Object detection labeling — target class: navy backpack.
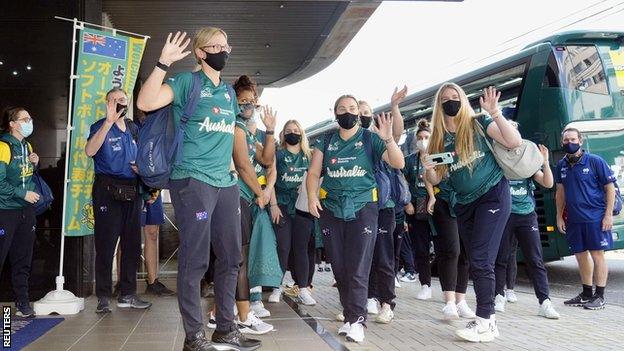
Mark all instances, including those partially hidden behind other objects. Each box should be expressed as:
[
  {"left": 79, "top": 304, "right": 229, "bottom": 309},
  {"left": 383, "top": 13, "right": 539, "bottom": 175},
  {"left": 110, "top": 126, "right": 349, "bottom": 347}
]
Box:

════

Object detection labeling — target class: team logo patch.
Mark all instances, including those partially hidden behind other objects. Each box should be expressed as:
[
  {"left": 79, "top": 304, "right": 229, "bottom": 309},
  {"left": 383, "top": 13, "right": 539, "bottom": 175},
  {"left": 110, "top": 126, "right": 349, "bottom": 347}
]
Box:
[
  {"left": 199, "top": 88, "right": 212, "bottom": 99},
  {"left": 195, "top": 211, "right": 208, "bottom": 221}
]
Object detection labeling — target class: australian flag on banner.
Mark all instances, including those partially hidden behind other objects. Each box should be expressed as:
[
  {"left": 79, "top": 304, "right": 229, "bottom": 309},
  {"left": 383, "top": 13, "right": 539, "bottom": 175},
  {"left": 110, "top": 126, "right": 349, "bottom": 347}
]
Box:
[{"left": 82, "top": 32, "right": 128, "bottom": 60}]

════

Written task:
Identify each line in the rows above that contains the string "class", and copy those lines out. Treat uppercase and lowercase letters as different.

Answer in full:
Object detection labeling — target class: navy backpack.
Object detection labeling — target class: team logo patch.
Object detection labeling — target class: australian flag on banner.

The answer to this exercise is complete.